What needs to be done: Set down all of the records below word for word, leaving out the pictures.

Provided data:

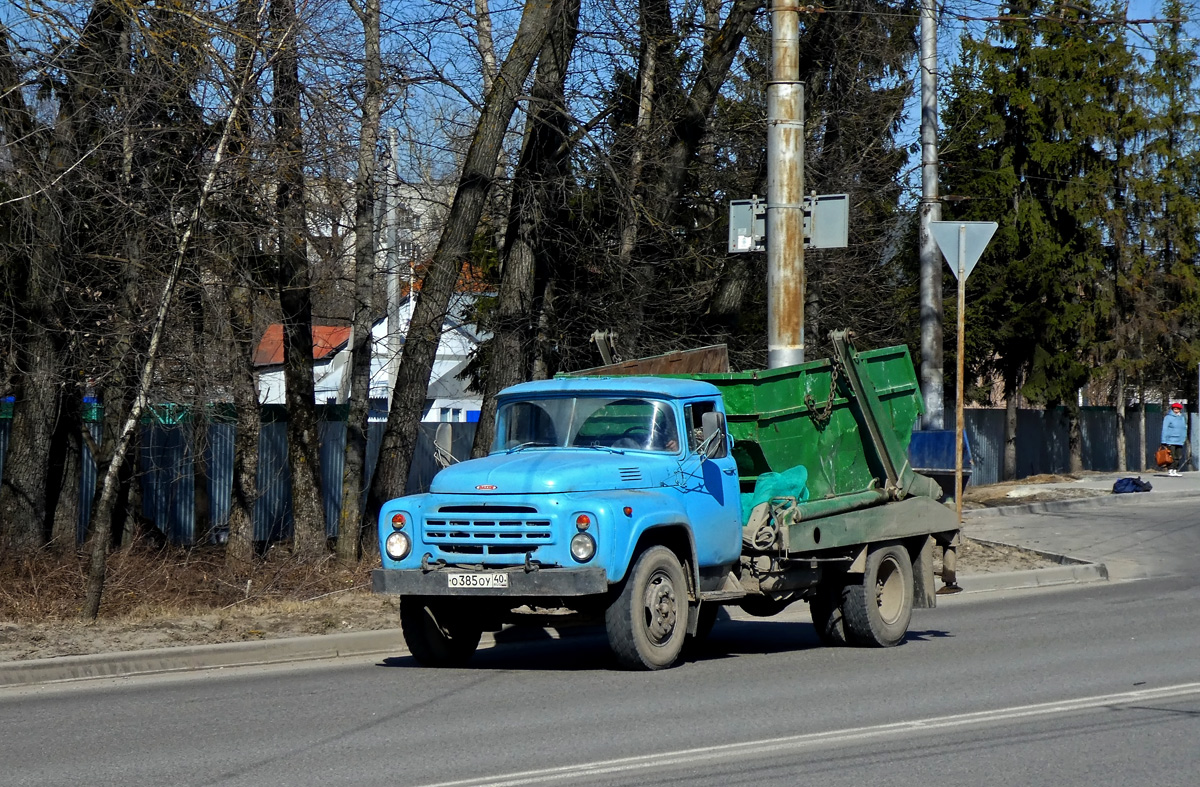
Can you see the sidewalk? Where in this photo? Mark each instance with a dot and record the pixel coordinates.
(987, 524)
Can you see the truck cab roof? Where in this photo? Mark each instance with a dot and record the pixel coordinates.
(657, 386)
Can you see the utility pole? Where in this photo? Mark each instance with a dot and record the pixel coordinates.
(931, 359)
(785, 190)
(393, 258)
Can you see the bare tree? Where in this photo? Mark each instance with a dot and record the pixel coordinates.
(537, 186)
(304, 450)
(351, 522)
(437, 287)
(102, 511)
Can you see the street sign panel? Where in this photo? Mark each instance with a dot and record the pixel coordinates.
(963, 242)
(826, 223)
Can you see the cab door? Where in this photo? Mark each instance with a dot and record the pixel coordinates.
(709, 485)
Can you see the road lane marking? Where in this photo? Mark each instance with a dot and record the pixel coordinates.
(808, 740)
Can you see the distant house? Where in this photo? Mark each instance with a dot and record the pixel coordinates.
(447, 400)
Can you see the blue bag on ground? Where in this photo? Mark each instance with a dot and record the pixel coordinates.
(1131, 485)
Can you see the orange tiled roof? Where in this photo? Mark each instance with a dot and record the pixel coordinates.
(325, 341)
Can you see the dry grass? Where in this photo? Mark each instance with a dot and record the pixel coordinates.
(148, 583)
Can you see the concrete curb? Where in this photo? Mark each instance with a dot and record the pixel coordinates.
(1069, 574)
(1054, 506)
(193, 658)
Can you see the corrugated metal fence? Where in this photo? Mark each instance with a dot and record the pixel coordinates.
(186, 467)
(1042, 439)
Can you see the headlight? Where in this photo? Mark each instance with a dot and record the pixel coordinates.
(397, 545)
(583, 546)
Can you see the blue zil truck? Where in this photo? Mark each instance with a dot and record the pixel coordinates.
(646, 503)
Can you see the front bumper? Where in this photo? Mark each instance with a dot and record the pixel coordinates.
(543, 582)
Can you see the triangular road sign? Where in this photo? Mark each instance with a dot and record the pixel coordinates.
(975, 236)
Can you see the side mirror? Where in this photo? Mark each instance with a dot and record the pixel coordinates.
(713, 426)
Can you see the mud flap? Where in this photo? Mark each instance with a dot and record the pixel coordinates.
(924, 595)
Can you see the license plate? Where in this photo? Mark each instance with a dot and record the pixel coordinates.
(477, 580)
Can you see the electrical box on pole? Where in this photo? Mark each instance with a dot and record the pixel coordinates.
(826, 223)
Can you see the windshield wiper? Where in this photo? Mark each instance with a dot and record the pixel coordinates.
(600, 448)
(525, 445)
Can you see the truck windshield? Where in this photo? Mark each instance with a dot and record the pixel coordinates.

Result of the task:
Can you see the sidewalk? Where in this photo? Mark each instance with a dot and record the pixel coordinates.
(987, 524)
Can you see the truck cab roof? Where in this photo? Mark each instance with a dot and record the pixel coordinates.
(657, 386)
Can you see the utility pole? Where in this photo? Mark each instance with a dot and record the pixel coordinates.
(931, 359)
(785, 190)
(393, 258)
Can you see the bare tree? Where in this photo? Mark each instance with a dot and record the pixel coordinates.
(537, 186)
(304, 450)
(351, 522)
(437, 287)
(102, 511)
Can you see the street sign panel? Where in this photo? Mark each instance with a dot and record the pixel coordinates.
(963, 242)
(826, 223)
Can you see the cab door? Where in this photo? Mark each instance with a dot and record the pixel coordinates.
(709, 485)
Can you see the road lane marking? Where in this photo? Mark each instance with a dot and record the pixel coordinates.
(808, 740)
Can you see the distant house? Where in this photo? Mark each instance with a dot and record the pixel coordinates.
(447, 400)
Can you see the blue bag on ground? Where in this photo? Mark each instance with a dot and record the pixel coordinates.
(1131, 485)
Can you see the orange tiled roof? Where in this photo? Mark each instance with a dot and record the pixel coordinates.
(325, 341)
Can you see the dry grass? Where in this photo? Mark each instance with a dot and record the pixel coordinates.
(148, 583)
Can you see the concrete curb? Where in this photo? Mark each instance with a dot and record the pixel coordinates.
(1069, 574)
(1054, 506)
(193, 658)
Can you see the corrugated metal fence? Where in this photo? Mark each instance with a dot and record the pixel coordinates.
(186, 467)
(1042, 439)
Can you see the headlight? Where in this photo? Mark each instance with a dot and record the pixel coordinates.
(397, 545)
(583, 546)
Can you see the blue zil truck? Where in this photo? Mark each instance with a dot and record the pixel coordinates.
(646, 503)
Can you see the front bumper? Where in this photo? Mark each instance with a dot and record the pixel coordinates.
(543, 582)
Can you see the triangular road sign? Where in this photo? Mark each instance with a dot and record the pixel coordinates.
(975, 236)
Can you see the side mirror? Where in this photo? Mark each instance with a dot and record the pixel coordinates.
(713, 426)
Can you see the mud flap? Where in this photo? Mark each instance with a dot and record the pixel coordinates.
(924, 595)
Can you see the license plate? Where in this photo? Mark each instance with a dot and record the pixel coordinates.
(477, 580)
Can you see the electrical box on pole? Where in this photo? Mark each instance with a dot and record the pixel coordinates.
(826, 223)
Can you see the windshield wiper? Where in this photo? Mark each instance with a dot and record the pixel coordinates.
(600, 448)
(525, 445)
Can you see the truck windshield? Where in this photo? Mark each instance with a dot and record the pixel coordinates.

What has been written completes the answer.